**REQUIRED ACTION**
The reply should give back every entry exactly as written.

-------- RECORDS SUPPLIED --------

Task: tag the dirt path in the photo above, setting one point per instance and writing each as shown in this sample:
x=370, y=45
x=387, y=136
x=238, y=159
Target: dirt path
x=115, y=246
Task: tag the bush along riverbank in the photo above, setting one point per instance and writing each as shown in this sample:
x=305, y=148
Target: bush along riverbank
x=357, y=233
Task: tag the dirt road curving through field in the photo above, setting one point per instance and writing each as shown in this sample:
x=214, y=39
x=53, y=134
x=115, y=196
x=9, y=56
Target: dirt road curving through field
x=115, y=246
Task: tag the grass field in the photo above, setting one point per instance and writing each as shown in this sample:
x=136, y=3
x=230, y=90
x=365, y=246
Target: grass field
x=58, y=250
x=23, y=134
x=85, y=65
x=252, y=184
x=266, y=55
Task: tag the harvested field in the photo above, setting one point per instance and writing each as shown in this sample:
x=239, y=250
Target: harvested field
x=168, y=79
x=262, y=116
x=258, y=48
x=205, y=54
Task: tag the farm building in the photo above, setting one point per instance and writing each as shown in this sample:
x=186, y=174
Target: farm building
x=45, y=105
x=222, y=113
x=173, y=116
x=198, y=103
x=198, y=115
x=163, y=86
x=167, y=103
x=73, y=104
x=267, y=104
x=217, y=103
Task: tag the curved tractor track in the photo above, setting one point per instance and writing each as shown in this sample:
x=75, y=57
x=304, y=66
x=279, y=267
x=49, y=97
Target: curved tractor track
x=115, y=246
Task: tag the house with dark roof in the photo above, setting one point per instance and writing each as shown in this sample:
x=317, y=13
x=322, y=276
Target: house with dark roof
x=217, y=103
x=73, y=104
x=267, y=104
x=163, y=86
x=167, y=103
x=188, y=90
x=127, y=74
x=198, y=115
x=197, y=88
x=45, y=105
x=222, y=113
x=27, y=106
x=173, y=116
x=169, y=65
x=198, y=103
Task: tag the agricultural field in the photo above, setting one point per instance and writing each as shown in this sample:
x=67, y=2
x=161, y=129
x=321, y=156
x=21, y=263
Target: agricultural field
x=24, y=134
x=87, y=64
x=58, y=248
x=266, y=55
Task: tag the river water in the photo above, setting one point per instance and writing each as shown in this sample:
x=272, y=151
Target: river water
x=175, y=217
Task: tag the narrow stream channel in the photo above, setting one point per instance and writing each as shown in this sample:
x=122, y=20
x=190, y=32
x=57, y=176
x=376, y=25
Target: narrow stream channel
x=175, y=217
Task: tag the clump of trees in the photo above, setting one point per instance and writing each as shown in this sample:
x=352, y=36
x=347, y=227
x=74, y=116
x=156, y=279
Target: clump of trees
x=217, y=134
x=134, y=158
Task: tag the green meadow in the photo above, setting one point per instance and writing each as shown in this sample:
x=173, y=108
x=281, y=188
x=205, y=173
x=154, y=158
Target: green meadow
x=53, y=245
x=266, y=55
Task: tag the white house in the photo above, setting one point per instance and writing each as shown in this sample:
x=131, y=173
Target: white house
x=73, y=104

--------

**FINISHED EXERCISE**
Task: tag the dirt path in the photo above, setting one point per instance and writing each as shown in this sample:
x=370, y=45
x=387, y=136
x=238, y=159
Target: dirt path
x=115, y=246
Task: tag the bush along riverbank in the photo above, setting one point per instance and writing each as shown in this sample:
x=305, y=148
Target: bush along riverbank
x=357, y=233
Task: tag the dirt road curving through field in the photo above, setting one point per instance and writing each as shown in this sample:
x=214, y=39
x=53, y=134
x=115, y=196
x=9, y=56
Target: dirt road curving through field
x=115, y=246
Task: tag the grass field in the photo above, setting one point per instance and writing each as shown in this sample:
x=136, y=3
x=230, y=90
x=365, y=246
Target: grass field
x=58, y=250
x=23, y=134
x=85, y=65
x=252, y=184
x=266, y=55
Task: tag the harvested field in the photo above, setting one point per instance and writing each as shown in this sample:
x=239, y=250
Target: harvested field
x=168, y=79
x=262, y=116
x=258, y=48
x=205, y=54
Task: tag the farm building in the photo above, setting one point per instance and writing each as shown in this sample:
x=186, y=174
Target: farm building
x=45, y=105
x=222, y=113
x=173, y=116
x=198, y=103
x=198, y=115
x=163, y=86
x=167, y=103
x=73, y=104
x=267, y=104
x=217, y=103
Task: tag the curved tractor track in the photo above, setting one point per instance and writing each as shown in this sample:
x=75, y=57
x=304, y=66
x=279, y=267
x=49, y=97
Target: curved tractor track
x=115, y=246
Task: tag the house with dark roof in the photo above, setting one point per instance and writing each as shown in this sample:
x=317, y=13
x=322, y=276
Target: house with dark roof
x=217, y=103
x=73, y=104
x=267, y=104
x=163, y=86
x=167, y=103
x=188, y=90
x=127, y=74
x=198, y=115
x=197, y=88
x=45, y=105
x=222, y=113
x=27, y=106
x=173, y=116
x=169, y=65
x=198, y=103
Task: tag the agricultural field in the photo above, setting one point per instance and writing each as shown in this sample:
x=67, y=2
x=161, y=129
x=321, y=156
x=21, y=263
Target: agricultural field
x=24, y=134
x=87, y=64
x=58, y=248
x=266, y=55
Task: tag the river water in the photo above, setting one point per instance and writing each as shown in this sample:
x=272, y=151
Target: river water
x=175, y=217
Task: tag the narrow stream channel in the photo above, setting one point per instance and writing each as shown in this sample:
x=122, y=20
x=190, y=32
x=57, y=176
x=376, y=25
Target: narrow stream channel
x=175, y=217
Task: tag the clump of trees in the photo above, setting one point per instance and writing each as shown in this sample:
x=352, y=36
x=347, y=227
x=74, y=116
x=156, y=279
Target: clump of trees
x=217, y=134
x=134, y=158
Task: tag the green meadow in the photo above, setting one point per instance and writing each as shown in this sample:
x=173, y=108
x=281, y=188
x=205, y=173
x=154, y=158
Target: green meadow
x=53, y=245
x=266, y=55
Task: tag the white house in the photo above, setting one point per instance and writing each as shown in this sample:
x=131, y=173
Target: white house
x=73, y=104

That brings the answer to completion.